What the task requires
Reproduce the lines of the material from the one holding "Keep to these rules. Indicate every instance of the tree trunk" through the end of the material, inclusive, and only those lines, with the requests copied unchanged. Multiply each coordinate in the answers by 2.55 and round it to a whole number, with halves rounded up.

Object position labeling entries
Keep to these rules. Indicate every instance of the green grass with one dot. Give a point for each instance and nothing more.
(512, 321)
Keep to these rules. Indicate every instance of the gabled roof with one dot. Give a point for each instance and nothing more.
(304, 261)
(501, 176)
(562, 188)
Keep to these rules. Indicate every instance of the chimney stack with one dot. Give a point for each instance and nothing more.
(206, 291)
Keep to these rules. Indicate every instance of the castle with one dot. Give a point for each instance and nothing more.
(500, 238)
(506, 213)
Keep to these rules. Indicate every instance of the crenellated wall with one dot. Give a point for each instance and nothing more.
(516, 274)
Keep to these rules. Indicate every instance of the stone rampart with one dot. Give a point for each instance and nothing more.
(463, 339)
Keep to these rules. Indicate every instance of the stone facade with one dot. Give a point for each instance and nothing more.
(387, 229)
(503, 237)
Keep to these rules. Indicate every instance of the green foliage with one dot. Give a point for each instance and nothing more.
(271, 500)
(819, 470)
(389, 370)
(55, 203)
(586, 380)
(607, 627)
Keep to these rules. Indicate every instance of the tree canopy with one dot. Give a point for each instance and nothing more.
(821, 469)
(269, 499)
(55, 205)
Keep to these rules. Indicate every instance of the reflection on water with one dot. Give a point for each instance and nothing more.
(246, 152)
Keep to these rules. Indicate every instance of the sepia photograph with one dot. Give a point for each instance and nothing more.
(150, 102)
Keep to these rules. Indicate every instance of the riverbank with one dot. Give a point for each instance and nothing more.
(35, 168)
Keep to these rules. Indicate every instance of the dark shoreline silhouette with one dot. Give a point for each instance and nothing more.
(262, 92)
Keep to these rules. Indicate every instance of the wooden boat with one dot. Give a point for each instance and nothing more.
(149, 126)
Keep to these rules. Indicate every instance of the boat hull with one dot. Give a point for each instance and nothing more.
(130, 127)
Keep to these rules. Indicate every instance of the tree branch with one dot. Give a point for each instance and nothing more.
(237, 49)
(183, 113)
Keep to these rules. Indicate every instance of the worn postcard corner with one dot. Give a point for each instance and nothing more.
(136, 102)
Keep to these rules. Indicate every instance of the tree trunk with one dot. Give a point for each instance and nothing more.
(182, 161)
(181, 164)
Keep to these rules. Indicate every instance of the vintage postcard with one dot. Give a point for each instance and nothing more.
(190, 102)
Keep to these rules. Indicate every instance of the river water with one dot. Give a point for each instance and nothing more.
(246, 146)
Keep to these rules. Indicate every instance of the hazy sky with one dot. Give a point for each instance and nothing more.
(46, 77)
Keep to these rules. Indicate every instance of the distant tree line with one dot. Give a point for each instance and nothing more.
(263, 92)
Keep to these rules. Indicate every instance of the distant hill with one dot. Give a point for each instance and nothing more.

Full solution
Keep to these rules. Indicate every instance of the tree trunk with one dot. Give a point for each instance and nothing more.
(464, 411)
(462, 418)
Keep to these rules. Indicate every instance of the vintage postcard with one dot. Give a point for each instance and nothing more.
(485, 260)
Keep to these rules. Indicate every instance of the river water with one dot. Give a point for each instance and nothing more.
(627, 372)
Keep to these rules. Indicate every instance of the hazy sky with one dot. Give a point for each instance and nothing more.
(117, 196)
Keep to these rules. Indicate every instance of the distant tree line with one dot. Give a point for each instance and nothing more.
(671, 235)
Keep to these rules. Indicate every instance of the distant hill with one dot. Give a point for each instance and nothing more.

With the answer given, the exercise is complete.